Mitochondrial genome maintenance exonuclease 1, abbreviated as MGME1, is an enzyme that in humans is encoded by the MGME1 gene. MGME1 is a 344 amino acids long protein belonging to the PD-(D/E)XK family of nucleases. It localizes to mitochondria where it is important for maintenance of the mitochondrial genome. Loss of function mutations in MGME1 lead to defects in mitochondrial DNA, including mitochondrial DNA depletion, duplications, deletions and increased replication intermediates. Also, there is an accumulation of 7S DNA, a short single stranded linear DNA strand. MGME1 deficiency in humans leads to multisystemic mitochondrial disease.

════════════════════

• Parts of the exercise:
a - Please copy the MGME1 passage word for word between "Mitochondrial genome maintenance" and "multisystemic mitochondrial disease.", inclusive.
b - According to the MGME1 passage, how many amino acids long is the MGME1 protein?
c - Continue the MGME1 passage after its final sentence.

════════════════════

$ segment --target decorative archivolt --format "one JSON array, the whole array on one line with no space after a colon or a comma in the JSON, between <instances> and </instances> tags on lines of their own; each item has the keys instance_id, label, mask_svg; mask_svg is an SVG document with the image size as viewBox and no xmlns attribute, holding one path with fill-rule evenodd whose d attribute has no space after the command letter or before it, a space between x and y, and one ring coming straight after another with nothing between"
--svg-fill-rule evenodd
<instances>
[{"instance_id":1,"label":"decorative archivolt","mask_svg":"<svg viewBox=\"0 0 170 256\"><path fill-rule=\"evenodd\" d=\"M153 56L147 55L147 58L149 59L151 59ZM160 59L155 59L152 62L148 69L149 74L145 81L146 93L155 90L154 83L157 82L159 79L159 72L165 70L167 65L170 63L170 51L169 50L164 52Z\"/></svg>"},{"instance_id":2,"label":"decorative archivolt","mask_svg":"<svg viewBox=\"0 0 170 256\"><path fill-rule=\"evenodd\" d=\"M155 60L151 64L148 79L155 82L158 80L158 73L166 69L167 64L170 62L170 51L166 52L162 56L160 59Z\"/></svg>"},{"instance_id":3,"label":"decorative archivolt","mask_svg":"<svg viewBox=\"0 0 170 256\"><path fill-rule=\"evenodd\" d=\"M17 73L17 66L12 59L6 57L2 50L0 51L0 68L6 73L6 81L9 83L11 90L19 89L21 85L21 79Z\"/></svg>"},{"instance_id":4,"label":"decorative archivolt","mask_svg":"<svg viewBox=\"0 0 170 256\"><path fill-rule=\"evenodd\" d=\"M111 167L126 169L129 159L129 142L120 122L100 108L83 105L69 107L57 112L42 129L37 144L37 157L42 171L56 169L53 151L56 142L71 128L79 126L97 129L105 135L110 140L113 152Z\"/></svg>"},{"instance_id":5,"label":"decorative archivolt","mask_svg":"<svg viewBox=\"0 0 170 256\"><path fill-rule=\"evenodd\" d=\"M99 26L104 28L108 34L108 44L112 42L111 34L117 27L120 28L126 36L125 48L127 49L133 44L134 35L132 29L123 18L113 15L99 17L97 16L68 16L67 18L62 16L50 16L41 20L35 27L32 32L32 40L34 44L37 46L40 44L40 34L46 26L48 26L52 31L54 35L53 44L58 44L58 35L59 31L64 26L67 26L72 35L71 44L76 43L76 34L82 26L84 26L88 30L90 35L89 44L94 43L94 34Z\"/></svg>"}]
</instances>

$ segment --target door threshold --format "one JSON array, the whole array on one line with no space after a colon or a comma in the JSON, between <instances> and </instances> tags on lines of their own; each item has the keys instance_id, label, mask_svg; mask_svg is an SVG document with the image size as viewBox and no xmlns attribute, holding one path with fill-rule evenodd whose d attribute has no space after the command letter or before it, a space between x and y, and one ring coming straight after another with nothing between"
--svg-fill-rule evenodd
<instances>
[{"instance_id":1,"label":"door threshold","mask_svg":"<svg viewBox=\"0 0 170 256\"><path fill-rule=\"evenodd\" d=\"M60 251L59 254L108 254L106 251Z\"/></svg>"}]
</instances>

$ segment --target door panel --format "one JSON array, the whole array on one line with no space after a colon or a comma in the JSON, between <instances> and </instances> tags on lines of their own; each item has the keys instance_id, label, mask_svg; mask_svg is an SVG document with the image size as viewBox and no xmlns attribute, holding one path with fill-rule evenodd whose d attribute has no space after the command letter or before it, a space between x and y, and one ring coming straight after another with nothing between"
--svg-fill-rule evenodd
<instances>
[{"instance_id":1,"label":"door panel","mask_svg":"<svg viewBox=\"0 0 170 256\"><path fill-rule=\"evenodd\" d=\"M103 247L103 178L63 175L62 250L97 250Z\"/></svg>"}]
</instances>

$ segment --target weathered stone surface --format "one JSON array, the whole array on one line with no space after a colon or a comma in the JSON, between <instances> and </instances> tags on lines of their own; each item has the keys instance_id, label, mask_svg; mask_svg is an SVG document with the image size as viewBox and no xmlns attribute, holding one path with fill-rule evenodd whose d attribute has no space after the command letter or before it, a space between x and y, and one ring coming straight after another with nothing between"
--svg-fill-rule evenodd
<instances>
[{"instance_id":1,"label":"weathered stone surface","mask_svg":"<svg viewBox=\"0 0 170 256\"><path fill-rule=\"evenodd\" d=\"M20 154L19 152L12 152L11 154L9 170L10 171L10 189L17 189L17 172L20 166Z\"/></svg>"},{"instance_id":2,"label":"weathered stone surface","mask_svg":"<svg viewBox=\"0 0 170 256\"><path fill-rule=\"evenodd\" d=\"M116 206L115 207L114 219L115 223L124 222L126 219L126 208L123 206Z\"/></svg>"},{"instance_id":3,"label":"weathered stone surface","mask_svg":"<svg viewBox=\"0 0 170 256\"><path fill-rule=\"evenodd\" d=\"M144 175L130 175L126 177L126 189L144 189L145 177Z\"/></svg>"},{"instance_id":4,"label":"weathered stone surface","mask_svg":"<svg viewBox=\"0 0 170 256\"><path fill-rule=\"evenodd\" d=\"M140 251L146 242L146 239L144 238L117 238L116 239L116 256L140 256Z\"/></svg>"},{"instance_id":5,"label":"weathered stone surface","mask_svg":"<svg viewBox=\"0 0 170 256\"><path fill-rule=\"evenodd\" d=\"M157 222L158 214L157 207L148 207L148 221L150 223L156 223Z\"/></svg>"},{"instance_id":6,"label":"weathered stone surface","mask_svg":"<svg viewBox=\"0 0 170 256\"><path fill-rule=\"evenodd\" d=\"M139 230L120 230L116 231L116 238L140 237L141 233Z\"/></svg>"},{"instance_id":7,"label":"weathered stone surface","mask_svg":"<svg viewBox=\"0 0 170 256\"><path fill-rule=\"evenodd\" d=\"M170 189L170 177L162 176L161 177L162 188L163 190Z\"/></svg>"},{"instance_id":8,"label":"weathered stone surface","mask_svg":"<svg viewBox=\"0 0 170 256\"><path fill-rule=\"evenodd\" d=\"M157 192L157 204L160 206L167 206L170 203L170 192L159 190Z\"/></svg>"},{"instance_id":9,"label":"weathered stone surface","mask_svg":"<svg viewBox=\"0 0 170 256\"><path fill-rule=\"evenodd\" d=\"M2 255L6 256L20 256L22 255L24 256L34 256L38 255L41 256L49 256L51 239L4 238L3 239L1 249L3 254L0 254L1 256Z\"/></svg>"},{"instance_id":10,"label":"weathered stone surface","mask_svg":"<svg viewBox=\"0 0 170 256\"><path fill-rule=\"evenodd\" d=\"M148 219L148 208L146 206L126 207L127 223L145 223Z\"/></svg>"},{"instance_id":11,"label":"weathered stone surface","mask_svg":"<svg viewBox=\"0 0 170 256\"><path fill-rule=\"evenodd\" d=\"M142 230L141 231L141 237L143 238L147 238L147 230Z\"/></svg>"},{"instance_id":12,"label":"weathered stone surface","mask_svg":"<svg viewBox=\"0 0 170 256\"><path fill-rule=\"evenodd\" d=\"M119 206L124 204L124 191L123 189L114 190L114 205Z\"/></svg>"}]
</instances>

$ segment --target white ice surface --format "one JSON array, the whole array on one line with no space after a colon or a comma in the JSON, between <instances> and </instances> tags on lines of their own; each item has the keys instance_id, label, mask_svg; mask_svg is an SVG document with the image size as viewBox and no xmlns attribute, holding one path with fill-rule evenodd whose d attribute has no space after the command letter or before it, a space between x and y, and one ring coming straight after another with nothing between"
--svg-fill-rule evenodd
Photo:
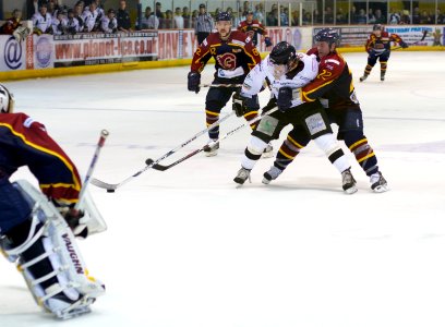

════════════════════

• Results by task:
a -
Mitochondrial genome maintenance exonuclease 1, abbreviated as MGME1, is an enzyme that in humans is encoded by the MGME1 gene. MGME1 is a 344 amino acids long protein belonging to the PD-(D/E)XK family of nucleases. It localizes to mitochondria where it is important for maintenance of the mitochondrial genome. Loss of function mutations in MGME1 lead to defects in mitochondrial DNA, including mitochondrial DNA depletion, duplications, deletions and increased replication intermediates. Also, there is an accumulation of 7S DNA, a short single stranded linear DNA strand. MGME1 deficiency in humans leads to multisystemic mitochondrial disease.

b - 344 amino acids.

c -
Function 

The activity of MGME1 has been studied using the purified protein in cell-free in vitro assays. Together these studies suggest that MGME1 functions to remove single stranded nucleotide flaps that arise during mitochondrial DNA replication and/or DNA repair. MGME1 has a strong preference for cutting single stranded DNA, with weak activity on duplex DNA, and no activity on RNA. It acts as an endo-/exonuclease, requiring a free 5´or 3´ end for cleavage. MGME1 can cut 5´ flap substrates that mimic primer/repair intermediates. Moreover, MGME1 removes single stranded 5´-flaps in reconstituted mitochondrial DNA replication assays where it is required to enable ligation of the newly synthesized strand.